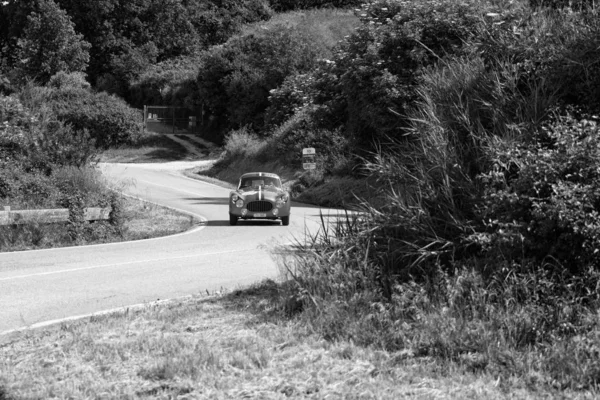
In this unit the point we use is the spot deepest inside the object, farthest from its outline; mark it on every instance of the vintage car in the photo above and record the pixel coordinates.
(259, 195)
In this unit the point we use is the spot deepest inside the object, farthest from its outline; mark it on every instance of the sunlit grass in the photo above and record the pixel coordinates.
(225, 348)
(152, 147)
(141, 220)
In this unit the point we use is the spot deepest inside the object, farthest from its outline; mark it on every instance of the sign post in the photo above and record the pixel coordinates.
(309, 158)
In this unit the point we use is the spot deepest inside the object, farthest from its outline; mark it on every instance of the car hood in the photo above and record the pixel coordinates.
(250, 194)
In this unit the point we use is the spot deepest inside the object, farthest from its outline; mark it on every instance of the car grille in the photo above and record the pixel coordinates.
(260, 206)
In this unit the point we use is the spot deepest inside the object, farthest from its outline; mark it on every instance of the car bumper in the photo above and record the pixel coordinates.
(275, 213)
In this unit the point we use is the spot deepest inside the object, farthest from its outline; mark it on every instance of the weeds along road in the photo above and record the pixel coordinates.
(37, 287)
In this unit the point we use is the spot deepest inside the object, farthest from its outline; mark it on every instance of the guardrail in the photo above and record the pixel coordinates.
(20, 217)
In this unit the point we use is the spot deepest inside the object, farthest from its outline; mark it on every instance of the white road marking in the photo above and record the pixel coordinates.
(123, 309)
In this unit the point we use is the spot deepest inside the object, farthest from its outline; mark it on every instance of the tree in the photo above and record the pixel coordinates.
(50, 44)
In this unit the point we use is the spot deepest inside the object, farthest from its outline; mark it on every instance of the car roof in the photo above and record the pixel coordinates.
(259, 174)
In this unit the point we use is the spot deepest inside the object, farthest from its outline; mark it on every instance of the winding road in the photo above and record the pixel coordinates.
(44, 286)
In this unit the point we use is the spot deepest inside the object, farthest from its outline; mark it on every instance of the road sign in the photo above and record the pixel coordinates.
(308, 158)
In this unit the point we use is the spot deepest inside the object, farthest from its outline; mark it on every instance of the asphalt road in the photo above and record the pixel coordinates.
(37, 287)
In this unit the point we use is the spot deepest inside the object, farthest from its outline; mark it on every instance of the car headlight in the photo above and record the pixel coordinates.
(281, 201)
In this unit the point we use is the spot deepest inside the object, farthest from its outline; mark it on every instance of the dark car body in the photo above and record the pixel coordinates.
(259, 195)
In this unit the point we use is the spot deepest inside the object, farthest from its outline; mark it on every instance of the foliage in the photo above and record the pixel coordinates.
(556, 49)
(63, 80)
(545, 195)
(107, 119)
(369, 85)
(286, 5)
(235, 79)
(50, 44)
(561, 4)
(295, 93)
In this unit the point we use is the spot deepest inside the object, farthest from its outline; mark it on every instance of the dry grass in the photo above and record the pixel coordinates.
(141, 221)
(223, 348)
(152, 147)
(146, 220)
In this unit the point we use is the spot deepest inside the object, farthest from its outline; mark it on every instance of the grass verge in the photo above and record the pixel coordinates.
(233, 346)
(152, 147)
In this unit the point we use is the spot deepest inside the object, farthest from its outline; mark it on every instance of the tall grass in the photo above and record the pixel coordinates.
(325, 27)
(414, 274)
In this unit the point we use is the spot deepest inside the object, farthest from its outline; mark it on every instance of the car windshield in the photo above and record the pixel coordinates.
(259, 182)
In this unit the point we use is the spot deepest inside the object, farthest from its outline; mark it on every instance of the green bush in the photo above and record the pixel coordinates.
(236, 78)
(560, 4)
(546, 196)
(108, 119)
(286, 5)
(295, 93)
(369, 85)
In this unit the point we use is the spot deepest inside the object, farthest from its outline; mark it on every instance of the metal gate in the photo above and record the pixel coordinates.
(167, 119)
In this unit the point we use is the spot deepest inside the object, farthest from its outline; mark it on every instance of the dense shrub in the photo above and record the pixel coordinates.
(369, 85)
(560, 4)
(545, 197)
(235, 79)
(557, 49)
(286, 5)
(108, 119)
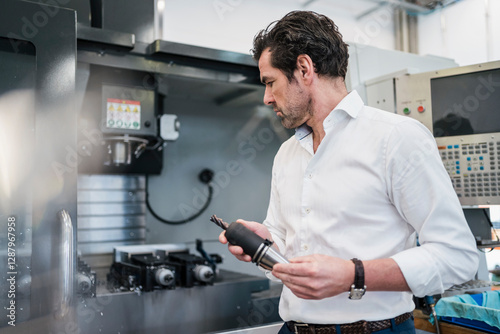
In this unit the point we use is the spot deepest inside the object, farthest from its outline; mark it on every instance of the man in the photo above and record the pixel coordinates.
(353, 183)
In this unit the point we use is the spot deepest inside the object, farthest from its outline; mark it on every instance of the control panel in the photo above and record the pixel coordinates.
(474, 167)
(461, 107)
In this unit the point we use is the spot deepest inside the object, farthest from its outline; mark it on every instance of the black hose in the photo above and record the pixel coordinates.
(205, 177)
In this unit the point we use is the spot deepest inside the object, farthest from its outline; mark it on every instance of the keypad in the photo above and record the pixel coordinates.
(474, 169)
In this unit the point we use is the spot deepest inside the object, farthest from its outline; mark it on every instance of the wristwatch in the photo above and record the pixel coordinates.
(358, 288)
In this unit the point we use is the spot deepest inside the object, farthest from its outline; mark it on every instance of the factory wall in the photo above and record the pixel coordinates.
(232, 24)
(468, 31)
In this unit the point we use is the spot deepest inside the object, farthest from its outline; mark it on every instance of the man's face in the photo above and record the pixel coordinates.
(290, 100)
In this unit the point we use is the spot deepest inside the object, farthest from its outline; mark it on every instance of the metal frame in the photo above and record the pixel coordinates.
(53, 33)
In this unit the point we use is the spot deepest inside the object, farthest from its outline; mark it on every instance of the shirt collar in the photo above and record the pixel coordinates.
(350, 105)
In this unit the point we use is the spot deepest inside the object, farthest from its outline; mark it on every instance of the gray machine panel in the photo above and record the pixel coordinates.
(469, 146)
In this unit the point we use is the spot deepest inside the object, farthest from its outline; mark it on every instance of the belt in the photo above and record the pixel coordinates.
(359, 327)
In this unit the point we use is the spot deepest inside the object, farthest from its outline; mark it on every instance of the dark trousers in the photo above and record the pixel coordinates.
(407, 327)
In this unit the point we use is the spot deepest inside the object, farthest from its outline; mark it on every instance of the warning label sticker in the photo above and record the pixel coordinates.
(123, 114)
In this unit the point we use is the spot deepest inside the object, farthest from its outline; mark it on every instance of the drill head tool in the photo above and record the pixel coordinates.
(259, 249)
(219, 222)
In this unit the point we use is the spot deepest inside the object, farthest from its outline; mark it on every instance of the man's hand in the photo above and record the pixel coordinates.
(316, 276)
(237, 251)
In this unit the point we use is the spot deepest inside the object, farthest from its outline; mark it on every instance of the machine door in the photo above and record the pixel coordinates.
(38, 163)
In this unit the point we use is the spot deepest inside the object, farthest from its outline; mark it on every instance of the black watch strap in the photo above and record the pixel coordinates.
(358, 288)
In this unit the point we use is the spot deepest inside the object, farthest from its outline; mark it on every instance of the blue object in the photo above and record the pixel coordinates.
(480, 311)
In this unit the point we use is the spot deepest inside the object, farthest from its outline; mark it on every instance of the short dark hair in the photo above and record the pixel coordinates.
(304, 32)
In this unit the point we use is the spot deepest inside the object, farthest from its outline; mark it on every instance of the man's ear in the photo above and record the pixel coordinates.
(305, 66)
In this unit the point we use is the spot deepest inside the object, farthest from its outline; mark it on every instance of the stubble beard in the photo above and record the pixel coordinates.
(295, 115)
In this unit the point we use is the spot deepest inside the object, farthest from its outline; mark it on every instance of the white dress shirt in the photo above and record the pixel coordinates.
(375, 181)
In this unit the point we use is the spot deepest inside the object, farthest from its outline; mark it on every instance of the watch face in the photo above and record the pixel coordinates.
(356, 293)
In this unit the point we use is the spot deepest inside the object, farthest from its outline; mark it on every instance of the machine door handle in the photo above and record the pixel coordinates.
(67, 261)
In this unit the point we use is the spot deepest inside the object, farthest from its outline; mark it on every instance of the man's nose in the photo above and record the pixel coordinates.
(268, 96)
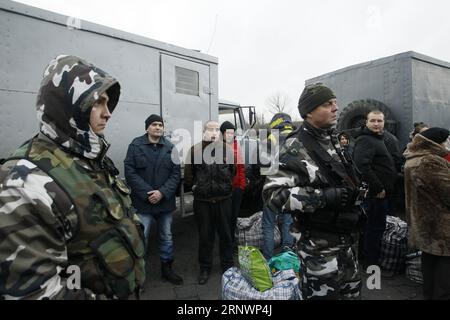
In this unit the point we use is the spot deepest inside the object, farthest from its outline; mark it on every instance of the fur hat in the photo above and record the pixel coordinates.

The problem
Skip all pictures. Write out only the lines from the one containing "the white dress" to the end of the listing above, inclusive, exactly as given.

Right answer
In this unit the point we use is the spot deepest inside the object, farthest from its outline; mark it on every instance of the white dress shirt in the photo above and record the pixel coordinates.
(375, 181)
In this unit the point we use is the spot deepest inside the object, farthest from its outline; mark it on every instance of the watch face in the photo above and record the pixel coordinates.
(356, 293)
In this unit the point we use is the spot deepest inside the object, farthest from its outline; mark it on every instance of the machine door handle in the photo above and record the pixel coordinates.
(67, 261)
In this unit the point we use is the spot deepest inside the object, farthest from its outline; mark it on every instance of the man's nose in the photo above and record the pixel coordinates.
(268, 96)
In this unit the point we use is the spot deepest inside the object, farthest from its outline; mark it on every instance of the fur hat in the photo above and record the pixel coordinates.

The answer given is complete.